▸ Task prompt: Each line below is to be copied exactly as it appears.

▸ Source data:
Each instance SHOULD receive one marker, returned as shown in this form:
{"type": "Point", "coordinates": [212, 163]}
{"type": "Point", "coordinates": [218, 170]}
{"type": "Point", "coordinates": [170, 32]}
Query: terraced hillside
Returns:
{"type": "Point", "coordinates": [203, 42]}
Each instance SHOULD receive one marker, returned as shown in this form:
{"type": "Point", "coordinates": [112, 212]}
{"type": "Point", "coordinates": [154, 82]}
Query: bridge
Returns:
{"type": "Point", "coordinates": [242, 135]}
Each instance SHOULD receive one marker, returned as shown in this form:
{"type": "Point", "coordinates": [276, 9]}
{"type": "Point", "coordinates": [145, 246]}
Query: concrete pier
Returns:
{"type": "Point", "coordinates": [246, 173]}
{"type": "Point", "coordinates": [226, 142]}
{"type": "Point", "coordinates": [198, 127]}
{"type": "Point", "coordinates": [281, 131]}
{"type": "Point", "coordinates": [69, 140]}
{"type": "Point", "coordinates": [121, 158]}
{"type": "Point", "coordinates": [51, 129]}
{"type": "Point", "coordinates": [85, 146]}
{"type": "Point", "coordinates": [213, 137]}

▸ Your response:
Each instance SHOULD receive one marker, returned as shown in this form:
{"type": "Point", "coordinates": [212, 163]}
{"type": "Point", "coordinates": [218, 170]}
{"type": "Point", "coordinates": [170, 32]}
Query: terraced hillside
Returns:
{"type": "Point", "coordinates": [203, 42]}
Each instance SHOULD receive one marker, returned as shown in this form:
{"type": "Point", "coordinates": [112, 212]}
{"type": "Point", "coordinates": [154, 82]}
Query: bridge
Returns:
{"type": "Point", "coordinates": [242, 135]}
Each instance SHOULD receive one marker, returned as shown in this form:
{"type": "Point", "coordinates": [276, 9]}
{"type": "Point", "coordinates": [145, 246]}
Query: concrete pier
Returns:
{"type": "Point", "coordinates": [246, 173]}
{"type": "Point", "coordinates": [226, 142]}
{"type": "Point", "coordinates": [198, 127]}
{"type": "Point", "coordinates": [281, 131]}
{"type": "Point", "coordinates": [69, 140]}
{"type": "Point", "coordinates": [121, 158]}
{"type": "Point", "coordinates": [51, 129]}
{"type": "Point", "coordinates": [85, 146]}
{"type": "Point", "coordinates": [213, 137]}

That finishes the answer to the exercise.